◆ **SOURCE DOCUMENT**
I’ll leave it at that, with the assumption that I shouldn’t bore you with additional details on what the algorithm was designed to do. Let’s move now to the confusion.
Where’s the confusion?
Until Penguin 4.0 rolled out on September 23, 2016, there really wasn’t a lot of confusion around the algorithm. The entire SEO community — and even many outside it — knew that the Penguin update demoted sites with bad links, and it wasn’t until it was next updated that an affected site could expect some semblance of recovery.
The path was clear: a site would get hit with a penalty, the website owner would send out requests to have offending links removed, those that couldn’t be removed would be added to a disavow list and submitted, and then one would simply wait.
However, things got more complicated with this most recent update — not because the algorithm itself got any more difficult to understand, but rather because the folks at Google did.
In essence, there were only a couple of major changes with this update:
- Penguin now runs in real time. Webmasters impacted by Penguin will no longer have to wait for the next update to see the results of their improvement efforts — now, changes will be evident much more quickly, generally not long after a page is recrawled and reindexed.
- Penguin 4.0 is “more granular,” meaning that it can now impact individual pages or sections of a site in addition to entire domains; previously, it would act as a site-wide penalty, impacting rankings for an entire site.
It would seem that there isn’t a lot of room for confusion here on first glance. However, when the folks at Google started adding details and giving advice, that ended up causing a bit of confusion. So let’s look at those to get a better understanding of what we’re expected to do.
Rumor had it, based on statements by Google’s Gary Illyes, that a disavow file is no longer necessary to deal with Penguin-related ranking issues.
This is due to a change in how Penguin 4.0 deals with bad links: they now devalue the links themselves rather than demoting the site they’re linking to.
Now, that seems pretty clear. If you read Illyes’ statements in the article linked above, there are a few takeaways:
- Spam is devalued, rather than sites being demoted.
- There’s less need to use a disavow file for Penguin-related ranking penalties.
- Using the disavow file for Penguin-related issues can help Google help you, but it is more specifically useful for sites under manual review.
Here’s the problem, though — just a day earlier, the following tweets had been exchanged:
So now we have a “yes, you should use it for Penguin” and a “no, you don’t need it for Penguin.” But wait, it gets more fun. On October 4, 2016, Google Webmaster Trends Analyst John Mueller stated the following in an Office Hours Hangout:
[I]f these are problematic links that are affected [by Penguin], and you use a disavow file, then that’s a good way for us to pick that up and recognize, “Okay, this link is something you don’t want to have associated with this site.” So when we recrawl that page that is linking to you, we can drop that link from our link graph.
With regards to devaluing these low quality links instead of punishing you, in general we try to figure out what kind of spammy tactics are happening here and we say, “Well, we’ll just try to ignore this part with regards to your website.”
So… clear as mud?
The disavow takeaway
The takeaway here is that the more things change, the more they stay the same. There is no change. If you’ve used unethical link-building strategies in the past and are considering submitting a disavow file — good, you should do that. If you haven’t used such strategies, then you shouldn’t need to; if Google finds bad links to your site, they’ll simply devalue them.

◆ **TASKS AND EXERCISES**
A. Which takeaways from Illyes' statements does the Penguin 4.0 article list?
B. Copy the Penguin 4.0 article from "The path was" up to and including "recrawled and reindexed.".

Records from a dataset
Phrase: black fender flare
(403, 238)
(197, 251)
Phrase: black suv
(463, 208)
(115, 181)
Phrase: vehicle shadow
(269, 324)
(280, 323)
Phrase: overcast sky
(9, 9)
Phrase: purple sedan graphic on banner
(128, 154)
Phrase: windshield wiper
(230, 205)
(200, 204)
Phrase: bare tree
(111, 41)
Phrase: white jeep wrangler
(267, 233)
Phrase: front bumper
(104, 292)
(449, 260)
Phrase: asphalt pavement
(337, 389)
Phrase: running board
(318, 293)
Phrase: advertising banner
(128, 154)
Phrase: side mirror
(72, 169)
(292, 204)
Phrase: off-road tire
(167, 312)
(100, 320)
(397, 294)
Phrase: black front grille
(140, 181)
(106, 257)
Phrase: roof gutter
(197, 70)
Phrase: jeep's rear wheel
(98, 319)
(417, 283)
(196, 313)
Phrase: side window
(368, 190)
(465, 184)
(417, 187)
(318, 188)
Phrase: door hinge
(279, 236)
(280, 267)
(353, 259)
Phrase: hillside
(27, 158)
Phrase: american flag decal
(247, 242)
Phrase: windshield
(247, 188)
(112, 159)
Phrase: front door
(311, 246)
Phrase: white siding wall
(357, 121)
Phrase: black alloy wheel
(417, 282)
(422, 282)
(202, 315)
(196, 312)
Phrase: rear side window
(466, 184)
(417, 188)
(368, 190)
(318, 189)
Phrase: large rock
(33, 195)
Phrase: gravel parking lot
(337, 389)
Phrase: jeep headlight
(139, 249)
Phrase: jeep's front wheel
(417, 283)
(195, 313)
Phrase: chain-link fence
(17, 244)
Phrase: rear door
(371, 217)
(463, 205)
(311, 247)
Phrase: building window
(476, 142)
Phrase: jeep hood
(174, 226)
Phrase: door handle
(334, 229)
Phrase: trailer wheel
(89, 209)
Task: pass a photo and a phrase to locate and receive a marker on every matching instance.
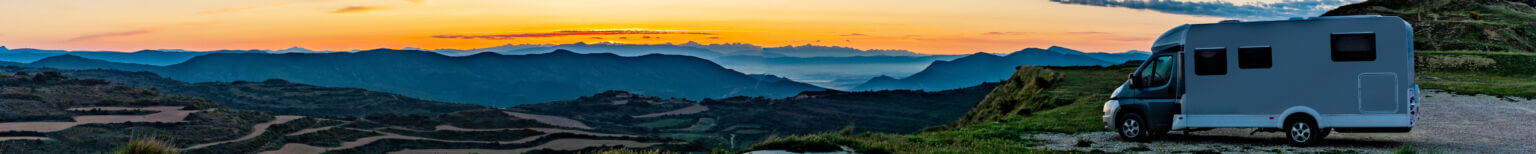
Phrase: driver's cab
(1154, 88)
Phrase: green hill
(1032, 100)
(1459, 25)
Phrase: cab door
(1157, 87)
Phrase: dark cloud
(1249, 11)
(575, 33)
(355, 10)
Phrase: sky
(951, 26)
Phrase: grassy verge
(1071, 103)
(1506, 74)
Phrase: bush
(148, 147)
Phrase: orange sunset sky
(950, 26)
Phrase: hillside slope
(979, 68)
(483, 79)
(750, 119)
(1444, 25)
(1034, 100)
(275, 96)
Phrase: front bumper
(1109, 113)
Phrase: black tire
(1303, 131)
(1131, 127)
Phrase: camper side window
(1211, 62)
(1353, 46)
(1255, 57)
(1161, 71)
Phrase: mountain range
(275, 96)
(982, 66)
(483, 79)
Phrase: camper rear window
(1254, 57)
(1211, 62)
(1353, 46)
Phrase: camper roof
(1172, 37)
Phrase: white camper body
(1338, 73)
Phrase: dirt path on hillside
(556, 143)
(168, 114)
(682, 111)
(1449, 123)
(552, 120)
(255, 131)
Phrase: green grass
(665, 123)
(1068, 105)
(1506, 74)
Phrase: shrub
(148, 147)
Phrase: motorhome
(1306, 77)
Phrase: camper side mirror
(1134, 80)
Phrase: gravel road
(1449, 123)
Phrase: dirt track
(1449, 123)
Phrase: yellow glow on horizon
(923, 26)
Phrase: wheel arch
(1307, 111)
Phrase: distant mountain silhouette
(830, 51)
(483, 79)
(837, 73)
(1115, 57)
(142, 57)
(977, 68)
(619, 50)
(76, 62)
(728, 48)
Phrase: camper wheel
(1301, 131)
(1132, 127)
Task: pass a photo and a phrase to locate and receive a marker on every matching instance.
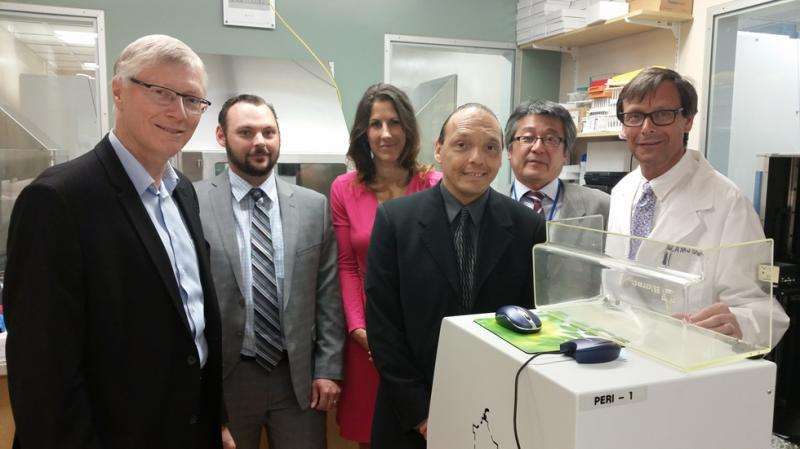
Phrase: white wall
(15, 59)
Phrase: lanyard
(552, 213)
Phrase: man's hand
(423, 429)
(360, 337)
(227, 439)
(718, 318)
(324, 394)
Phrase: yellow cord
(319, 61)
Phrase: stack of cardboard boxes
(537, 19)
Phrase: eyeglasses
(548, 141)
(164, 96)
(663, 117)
==
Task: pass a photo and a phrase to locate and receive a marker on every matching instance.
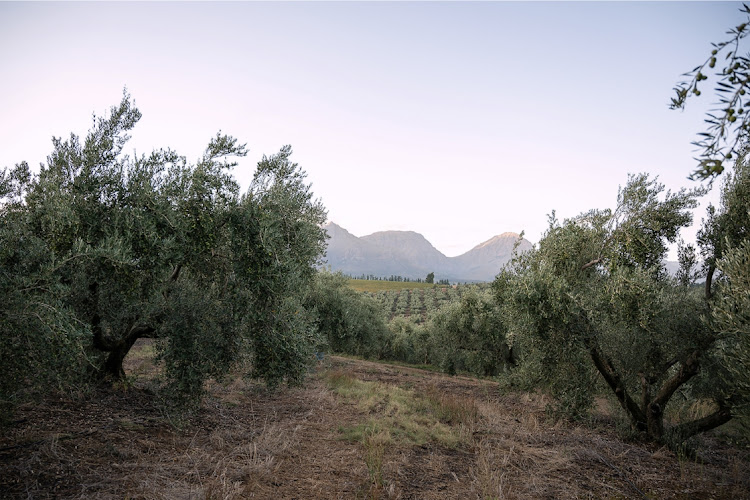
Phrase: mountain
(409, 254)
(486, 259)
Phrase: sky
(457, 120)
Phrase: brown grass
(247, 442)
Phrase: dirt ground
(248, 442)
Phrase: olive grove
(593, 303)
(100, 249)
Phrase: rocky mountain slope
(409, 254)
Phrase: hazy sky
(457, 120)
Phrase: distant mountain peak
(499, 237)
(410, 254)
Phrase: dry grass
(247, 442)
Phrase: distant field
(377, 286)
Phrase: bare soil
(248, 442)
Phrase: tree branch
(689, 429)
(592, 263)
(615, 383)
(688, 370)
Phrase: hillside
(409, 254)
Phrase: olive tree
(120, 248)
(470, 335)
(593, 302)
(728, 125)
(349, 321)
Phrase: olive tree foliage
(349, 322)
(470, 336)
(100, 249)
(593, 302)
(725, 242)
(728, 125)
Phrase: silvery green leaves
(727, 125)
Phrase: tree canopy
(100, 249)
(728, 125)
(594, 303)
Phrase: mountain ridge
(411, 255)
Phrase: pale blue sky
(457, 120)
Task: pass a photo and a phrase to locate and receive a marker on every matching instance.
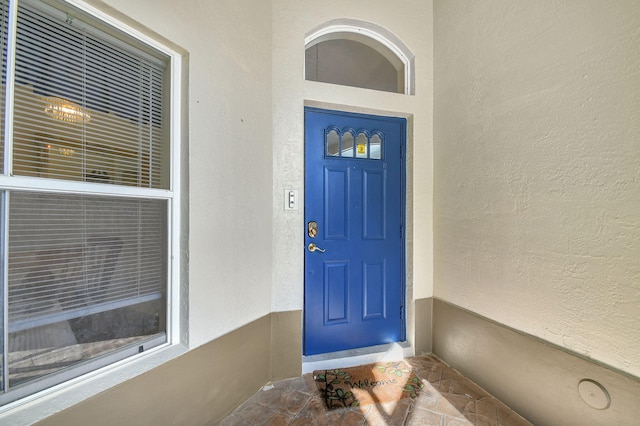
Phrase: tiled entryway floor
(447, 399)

◆ **TASK-BY-TASK RESULTS**
A.
- Spam is devalued, rather than sites being demoted.
- There's less need to use a disavow file for Penguin-related ranking penalties.
- Using the disavow file for Penguin-related issues can help Google help you, but it is more specifically useful for sites under manual review.

B.
The path was clear: a site would get hit with a penalty, the website owner would send out requests to have offending links removed, those that couldn’t be removed would be added to a disavow list and submitted, and then one would simply wait.
However, things got more complicated with this most recent update — not because the algorithm itself got any more difficult to understand, but rather because the folks at Google did.
In essence, there were only a couple of major changes with this update:
- Penguin now runs in real time. Webmasters impacted by Penguin will no longer have to wait for the next update to see the results of their improvement efforts — now, changes will be evident much more quickly, generally not long after a page is recrawled and reindexed.